• What you will do:
Pull out each line of the items below that contains the word "yellow", treating uppercase and lowercase as different.

• Source data:
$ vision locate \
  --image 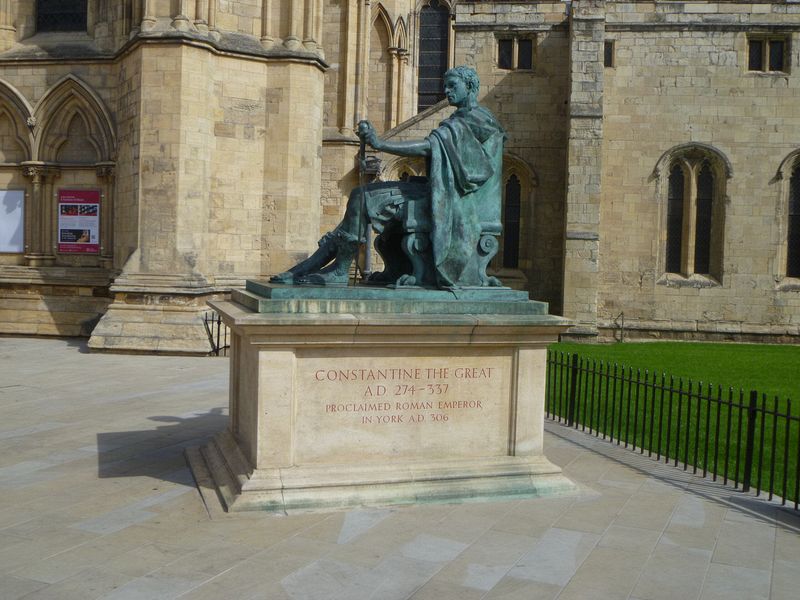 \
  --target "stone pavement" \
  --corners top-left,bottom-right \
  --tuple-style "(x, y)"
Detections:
(0, 337), (800, 600)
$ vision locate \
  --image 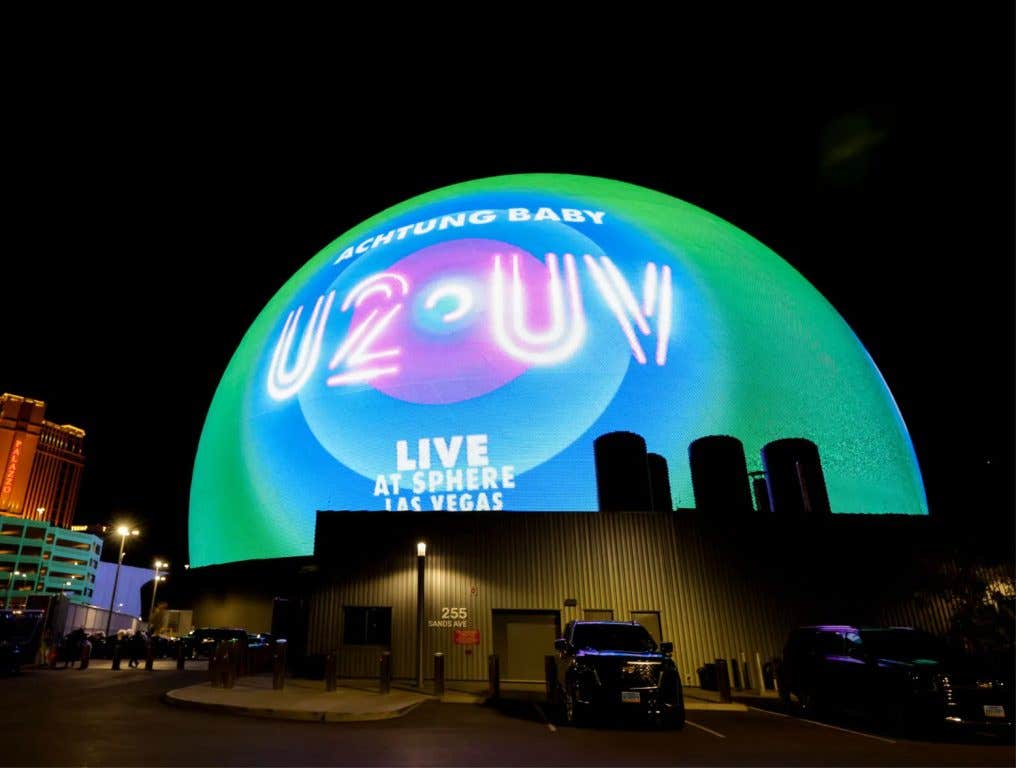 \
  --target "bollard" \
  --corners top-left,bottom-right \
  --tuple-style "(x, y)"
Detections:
(716, 658), (731, 703)
(378, 651), (391, 693)
(487, 653), (501, 699)
(208, 640), (232, 688)
(208, 653), (223, 688)
(727, 658), (741, 691)
(324, 651), (338, 691)
(271, 643), (285, 691)
(544, 656), (558, 704)
(77, 639), (91, 669)
(434, 653), (444, 696)
(223, 640), (240, 688)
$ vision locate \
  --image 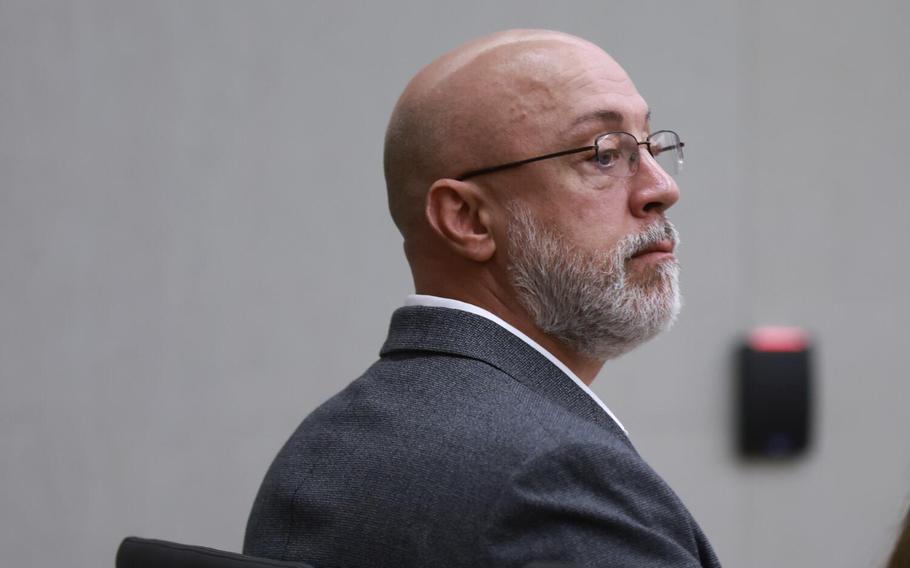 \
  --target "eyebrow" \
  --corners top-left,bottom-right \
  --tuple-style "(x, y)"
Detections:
(569, 109), (651, 130)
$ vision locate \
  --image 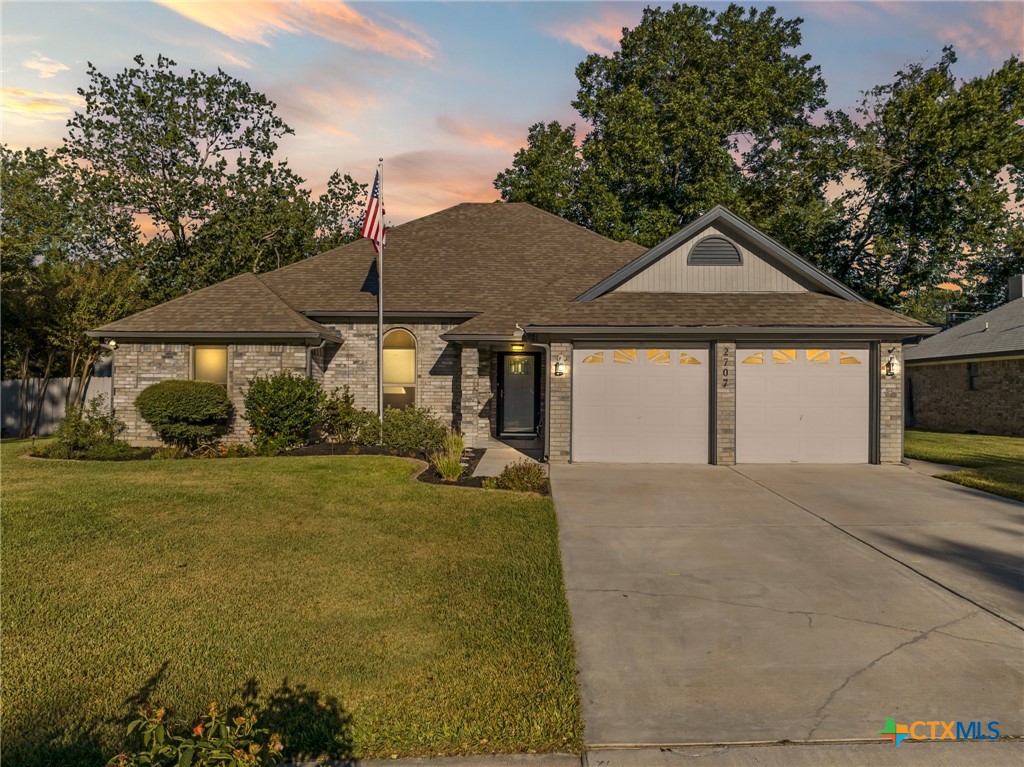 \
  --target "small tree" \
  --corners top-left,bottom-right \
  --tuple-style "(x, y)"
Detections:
(135, 381), (233, 451)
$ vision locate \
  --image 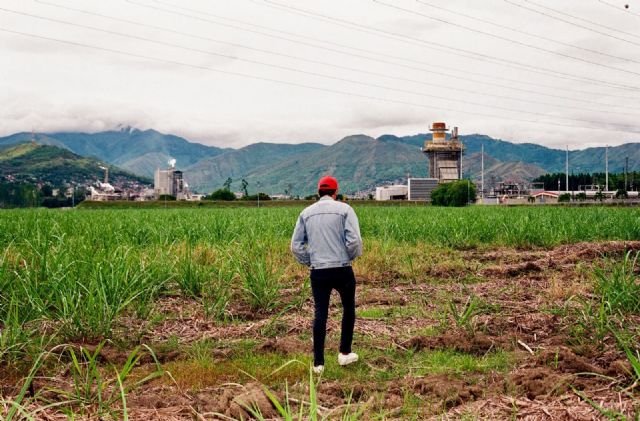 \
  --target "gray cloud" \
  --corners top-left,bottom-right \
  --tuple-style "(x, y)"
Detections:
(0, 0), (640, 148)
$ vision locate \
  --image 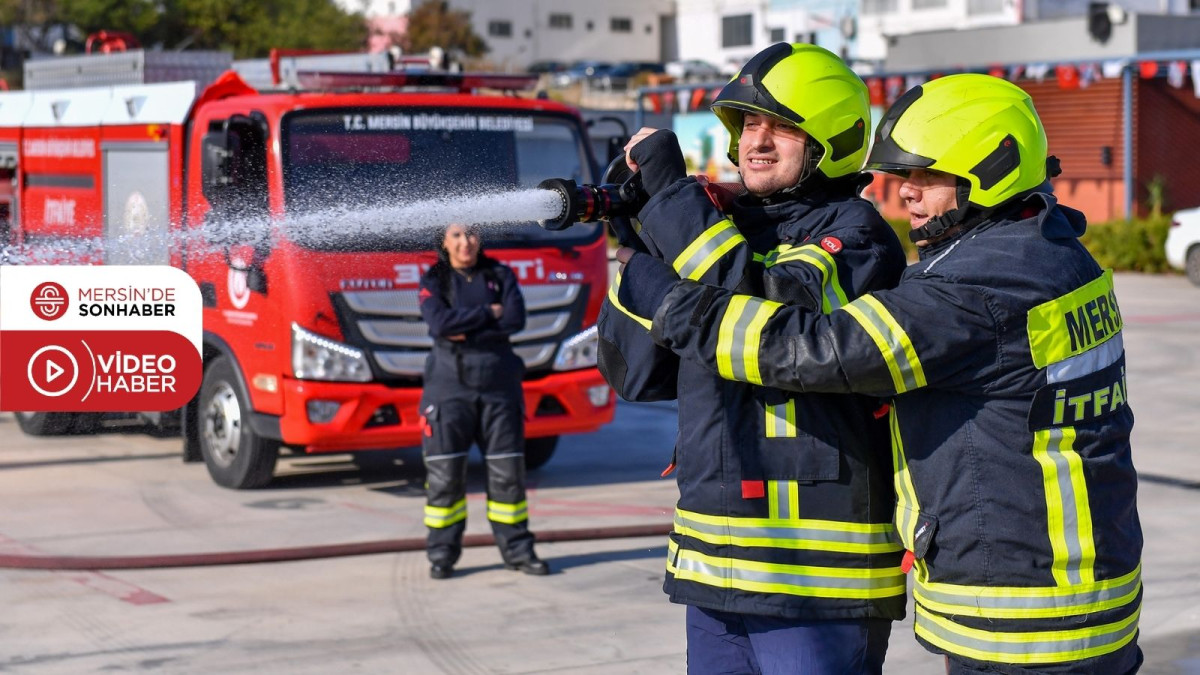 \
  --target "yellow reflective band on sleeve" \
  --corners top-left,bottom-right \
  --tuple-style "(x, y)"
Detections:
(912, 565), (1141, 619)
(913, 604), (1141, 664)
(767, 480), (800, 521)
(772, 244), (848, 313)
(841, 295), (925, 394)
(766, 399), (796, 438)
(425, 497), (467, 530)
(608, 271), (652, 330)
(668, 542), (905, 599)
(716, 295), (782, 384)
(1033, 426), (1096, 586)
(1026, 269), (1123, 368)
(671, 219), (746, 281)
(888, 404), (920, 551)
(487, 500), (529, 525)
(674, 504), (900, 554)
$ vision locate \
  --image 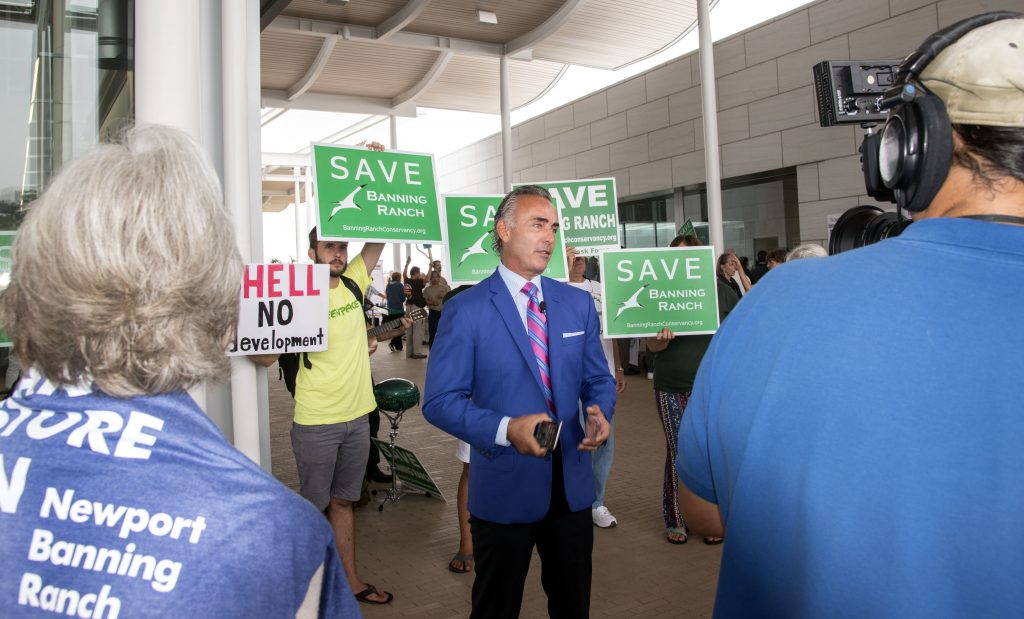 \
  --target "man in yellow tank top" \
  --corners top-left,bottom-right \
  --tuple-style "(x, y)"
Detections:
(256, 229), (409, 604)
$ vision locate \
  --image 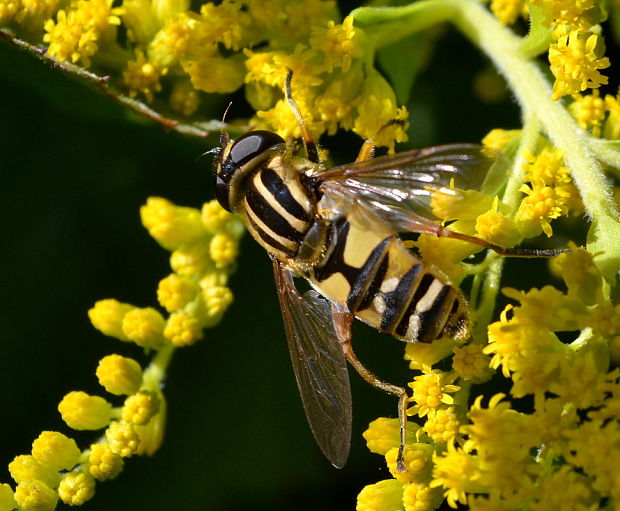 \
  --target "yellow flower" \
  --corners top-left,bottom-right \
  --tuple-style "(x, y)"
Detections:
(58, 391), (112, 430)
(96, 355), (142, 396)
(363, 417), (419, 456)
(9, 454), (60, 488)
(88, 299), (135, 341)
(105, 421), (140, 458)
(32, 431), (82, 470)
(164, 311), (202, 347)
(123, 307), (166, 348)
(355, 479), (405, 511)
(452, 344), (493, 383)
(385, 443), (434, 483)
(568, 89), (607, 137)
(122, 391), (159, 426)
(549, 30), (610, 100)
(58, 472), (95, 506)
(15, 481), (58, 511)
(209, 232), (239, 268)
(157, 273), (198, 314)
(123, 49), (168, 102)
(310, 16), (363, 73)
(408, 369), (460, 417)
(88, 444), (123, 481)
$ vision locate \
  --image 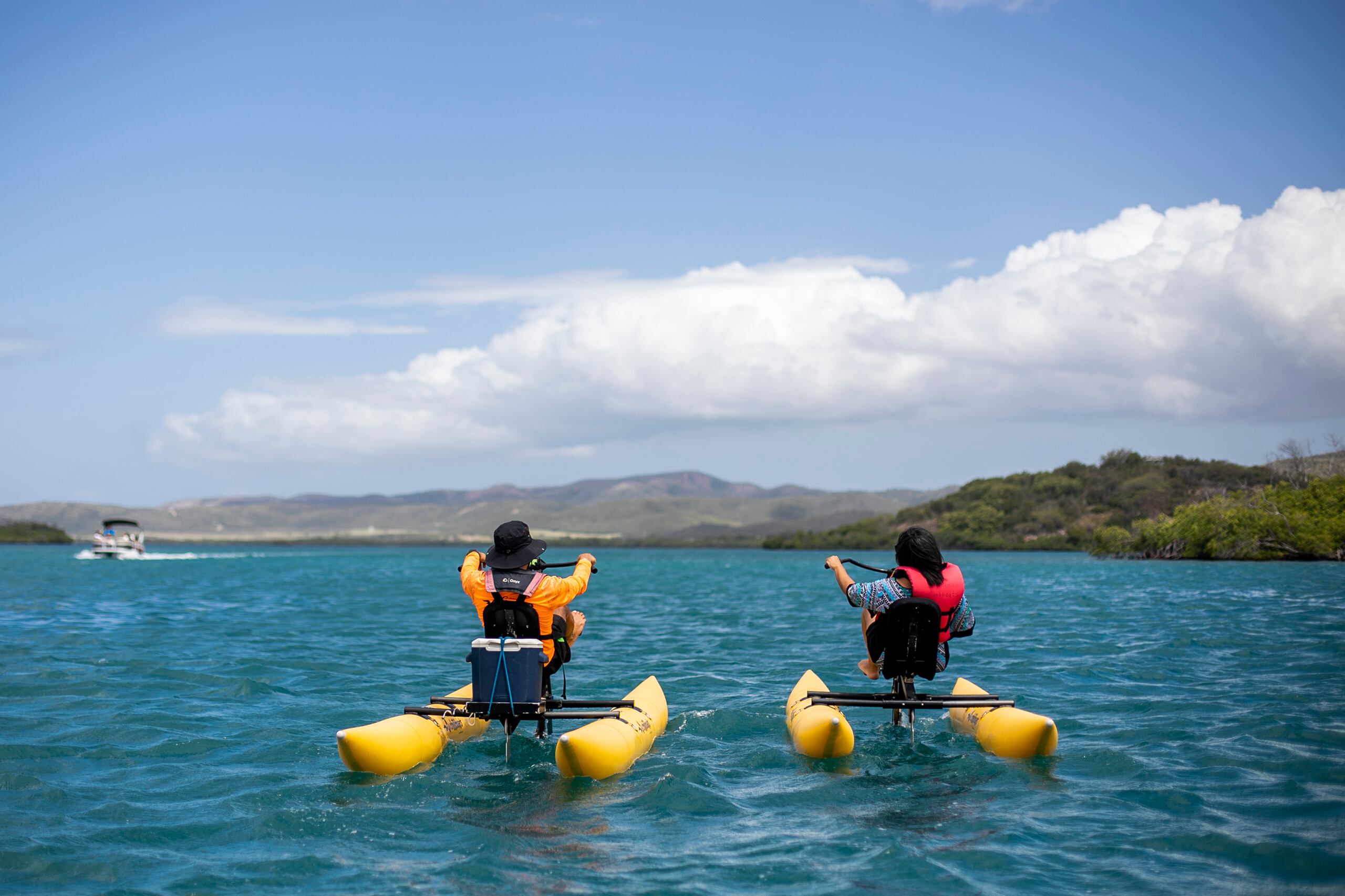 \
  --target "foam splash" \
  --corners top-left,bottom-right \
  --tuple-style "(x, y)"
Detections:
(75, 548), (266, 560)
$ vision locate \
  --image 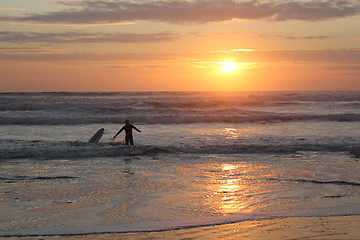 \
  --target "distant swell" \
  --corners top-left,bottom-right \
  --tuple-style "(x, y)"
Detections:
(0, 112), (360, 125)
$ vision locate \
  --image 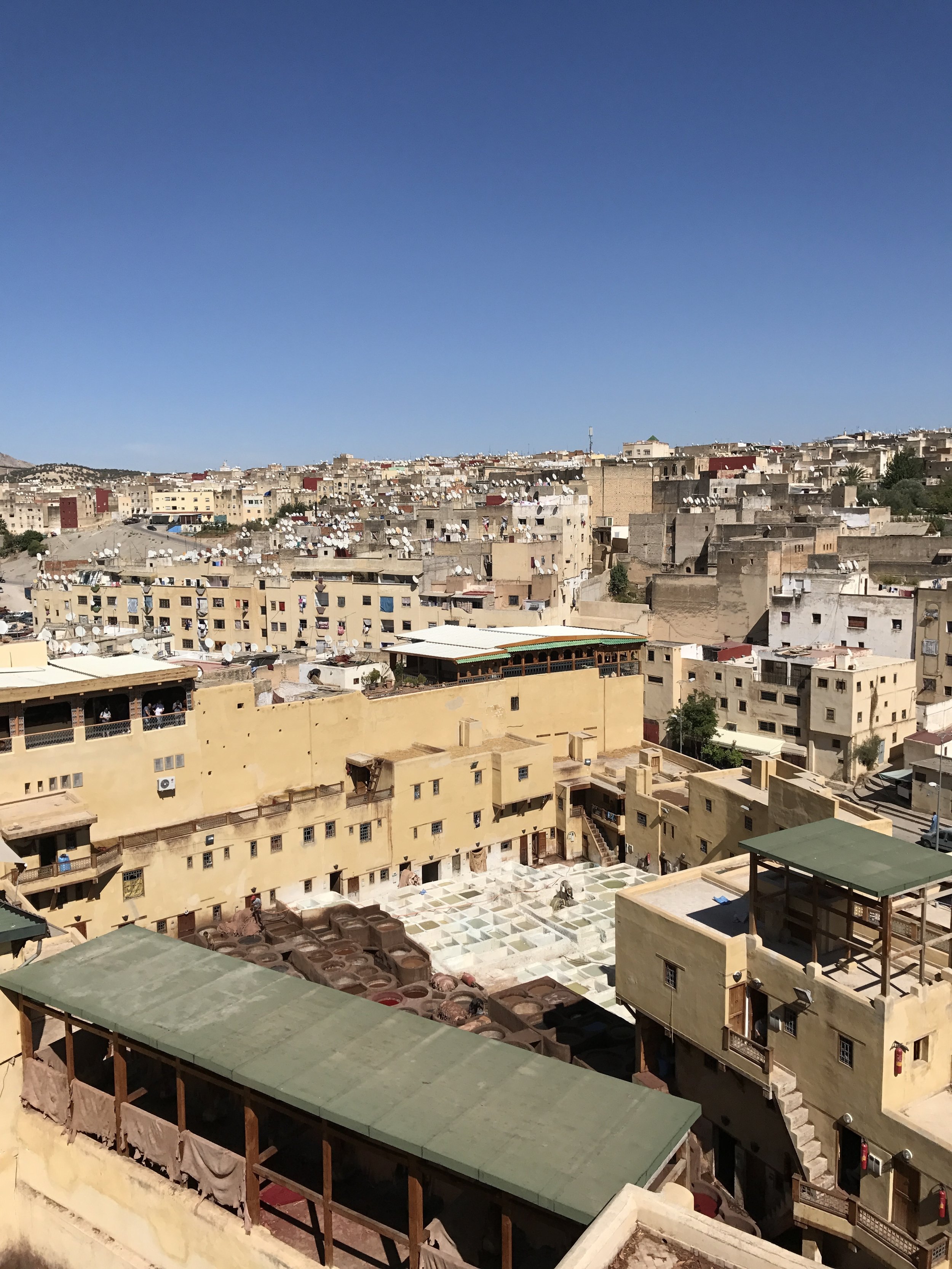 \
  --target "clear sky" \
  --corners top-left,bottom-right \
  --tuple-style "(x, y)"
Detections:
(0, 0), (952, 471)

• Solution to the problem:
  --target "yellow reflective band on sleeve" \
  --target "man in yellow tank top" \
  --target "yellow flower" \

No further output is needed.